● JOBS:
1. The passage on neutrino mass matrices below describes a mass matrix that displays anarchy. List each property it gives for such a matrix.
2. Carry on the passage about neutrino mass matrices below, picking up right after its final sentence.

-- start READING PASSAGE --

All attempts at explaining atmospheric and solar neutrino fluxes in terms 
of neutrino oscillations have resorted to some form of ordered, highly 
structured neutrino mass matrix\cite{models}. These 
structures take the form $M_0 + 
\epsilon M_1 + ...$, where the zeroth order mass  matrix, $M_0$, contains 
the largest non-zero entries, but has many zero entries, while the first 
order correction terms, $\epsilon M_1$, have their own definite texture, 
and are regulated in size by a small parameter $\epsilon$. 
Frequently the pattern of the zeroth 
order matrix is governed by a flavor symmetry, and the hierarchy of mass 
eigenvalues result from carefully-chosen, small, symmetry-breaking 
parameters, such as $\epsilon$. 
Such schemes are able to account for both a hierarchical 
pattern of eigenvalues, and order unity, sometimes maximal, mixing. Mass 
matrices have also been proposed where precise numerical ratios of different 
entries lead to the desired hierarchy and mixing.

In this letter we propose an alternative view. This new view selects
the large angle MSW solution of the solar neutrino
problem, which is preferred by the day to night time flux ratio at the
$2 \sigma$ level\cite{SKsolar}. While the masses and 
mixings of the charged fermions certainly imply regulated, hierarchical 
mass matrices, we find the necessity for an ordered structure in the neutrino 
sector to be less obvious. Large mixing angles would result from a 
random, structureless matrix, and such large angles could be responsible 
for solar as well as atmospheric oscillations. Furthermore, in this case 
the hierarchy of $\Delta m^2$ need only be an order of magnitude, much 
less extreme than for the charged fermions. We therefore propose that the 
underlying theory of nature has dynamics which produces a neutrino mass 
matrix which, from the viewpoint of the low energy effective theory, 
displays {\it anarchy}: all entries are comparable, no pattern or 
structure is easily discernable, and there are no special precise 
ratios between any entries. Certainly the form of this mass matrix is not 
governed by approximate flavor symmetries.

-- end READING PASSAGE --
-- start DATA EXTRACT --

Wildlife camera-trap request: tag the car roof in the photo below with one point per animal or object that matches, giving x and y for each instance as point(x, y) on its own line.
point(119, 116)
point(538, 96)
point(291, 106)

-- end DATA EXTRACT --

● ANSWER SET:
1.
- All entries are comparable.
- No pattern or structure is easily discernable.
- There are no special precise ratios between any entries.

2.
There are four simple arguments against such a proposal
\begin{itemize}
\item{The neutrino sector exhibits a hierarchy with
    $\Delta m^2_{\odot} \approx 10^{-5}-10^{-3}\mbox{eV}^2$ for the large 
    mixing angle solution, while $\Delta
    m^2_{atm} \approx 10^{-3}-10^{-2}\mbox{eV}^2$,}
\item{Reactor studies of $\overline\nu_e$ at the CHOOZ experiment have
    indicated that mixing of $\nu_e$ in the $10^{-3}\mbox{eV}^2$
    channel is small \cite{CHOOZ}, requiring at least one small angle,}
\item{Even though large mixing would typically be expected from anarchy, {\it
maximal} or near maximal mixing, as preferred by SuperKamiokande data, would be
unlikely,}
\item{$\nu_e, \nu_\mu$ and $\nu_\tau$ fall into doublets with
    $e_L$, $\mu_L$ and $\tau_L$, respectively, whose masses are
    extremely hierarchical ($m_e:m_\mu:m_\tau \approx
    10^{-4}:10^{-1}:1$).}
\end{itemize}
By studying a sample of randomly generated neutrino mass matrices, we 
demonstrate that each of these arguments is weak, and that, even when 
taken together, the possibility of neutrino mass anarchy still appears quite 
plausible. 

%\section{Introduction} \label{sec:intro}
%Recent evidence from Superkamiokande regarding atmospheric neutrinos
%\cite{atmexps} has given strong evidence to the existence of a
%nonvanishing neutrino mass, as has long been useful as an explanation of
%observed solar neutrino rates \cite{solarexps}. Within the Standard
%Model (SM), neutrinos are massless, and the observed mass splittings
%$(\sim 10^{-3}\mbox{eV}^2)$ and direct limits on neutrino masses
%$(m_{\nu_e}<1\mbox{eV})$ are well below the weak scale and all other
%observed masses.

%For a great time after neutrino oscillations were first discussed as a 
%solution to the solar neutrino problem \cite{solarnusoln}, the
%so-called ``small mixing angle'' MSW solution was popular, if only
%because the quark sector contained in it only small mixing angles. The 
%recent data on atmospheric neutrinos is suggestive of large, even 
%maximal mixing. Given this, the large mixing angle
%MSW solution is now a more motivated candidate for a solution to the solar
%neutrino problem. 

%If indeed neutrinos have both large angles for the atmospheric as well 
%as solar neutrinos, one might consider whether there is any structure
%to the neutrino mass matrix at all, or if it might not be simply a
%matrix of comparably sized coefficients. There seems to be at least
%three prejudices why this is not the case


%There are two dominant issues in addressing the questions posed. First 
%of all, what do we mean by a ``general'' neutrino mass matrix with 
%comparably sized coefficients? After all, we do not have a known 
%measure that determines what values we should expect.
%Secondly, what quantifiable properties do we require of such a matrix?

%Because by assumption the physics generating the elements of the
%neutrino mass matrix is unknown (and may even be string physics), it
%is impossible to know what measure to choose for the distribution of these 
%quantities. However, we consider this issue irrelevant to the task at
%hand - since we merely desire to investigate whether the conventional
%wisdom holds regarding mass matrices of order one elements, 
%we can simply employ some 
%set of reasonable distributions of random variables. If conventional
%wisdom fails for these distributions, then we see no reason to cling
%to it. Likewise, since our goal is not quantitative, i.e., we make no
%strong claims about the confidence intervals of physical observables,
%the sensitivity to the details of the distribution should be minimal.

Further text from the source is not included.